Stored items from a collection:
## BEGIN

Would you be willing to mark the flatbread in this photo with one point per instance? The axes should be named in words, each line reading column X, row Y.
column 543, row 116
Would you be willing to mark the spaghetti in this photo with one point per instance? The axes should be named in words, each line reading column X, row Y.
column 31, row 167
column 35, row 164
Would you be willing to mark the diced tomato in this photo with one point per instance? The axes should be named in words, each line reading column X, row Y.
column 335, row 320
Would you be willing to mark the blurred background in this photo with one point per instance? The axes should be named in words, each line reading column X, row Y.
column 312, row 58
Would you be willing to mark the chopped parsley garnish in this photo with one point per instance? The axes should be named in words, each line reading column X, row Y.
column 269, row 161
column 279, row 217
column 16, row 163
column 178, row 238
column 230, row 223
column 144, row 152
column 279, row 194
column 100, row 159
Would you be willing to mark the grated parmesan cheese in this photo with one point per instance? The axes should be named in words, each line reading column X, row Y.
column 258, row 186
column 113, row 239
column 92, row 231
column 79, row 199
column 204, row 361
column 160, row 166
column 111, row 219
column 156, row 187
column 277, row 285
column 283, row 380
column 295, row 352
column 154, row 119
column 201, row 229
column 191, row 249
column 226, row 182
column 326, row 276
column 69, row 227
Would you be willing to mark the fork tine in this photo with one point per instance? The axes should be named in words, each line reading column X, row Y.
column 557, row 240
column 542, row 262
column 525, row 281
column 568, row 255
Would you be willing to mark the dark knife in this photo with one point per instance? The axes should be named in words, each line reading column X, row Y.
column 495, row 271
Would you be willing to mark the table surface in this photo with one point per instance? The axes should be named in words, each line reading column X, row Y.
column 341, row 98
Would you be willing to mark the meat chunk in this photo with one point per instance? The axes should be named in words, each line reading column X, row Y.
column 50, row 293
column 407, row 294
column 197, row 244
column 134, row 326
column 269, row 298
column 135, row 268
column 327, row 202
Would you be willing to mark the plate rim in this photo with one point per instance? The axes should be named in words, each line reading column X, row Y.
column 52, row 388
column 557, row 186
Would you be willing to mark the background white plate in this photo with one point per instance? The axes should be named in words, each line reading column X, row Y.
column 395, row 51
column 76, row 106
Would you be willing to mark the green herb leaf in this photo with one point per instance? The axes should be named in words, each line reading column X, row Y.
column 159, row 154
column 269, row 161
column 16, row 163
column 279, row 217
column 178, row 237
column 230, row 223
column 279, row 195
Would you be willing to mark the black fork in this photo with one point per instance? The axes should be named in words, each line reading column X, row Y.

## END

### GOAL OF THE EXERCISE
Reproduce only the part of the data that opens with the line containing "Would you be willing to mark the plate" and continues through the end of the data, substituting "a single point for each instance" for every occurrence of "one point per instance" and leaving all else unchanged.

### PROBLEM SOLUTION
Would you be willing to mark the plate rim in this photo with a single point for each instance? The axes should be named in words, each line reading column X, row Y.
column 52, row 388
column 557, row 186
Would you be willing to mark the background white plate in this photo with a single point for each instance? The axes should be named in words, each line reading column X, row Y.
column 395, row 51
column 76, row 106
Would you be willing to mark the green herb leaf in this photo with a single point for each instance? The axes should be named in words, each line reading column X, row Y.
column 159, row 154
column 269, row 161
column 16, row 163
column 279, row 217
column 178, row 237
column 230, row 223
column 279, row 195
Would you be willing to mark the black fork in this photo with a single point for each instance? The axes should be named in words, each line reading column X, row Y.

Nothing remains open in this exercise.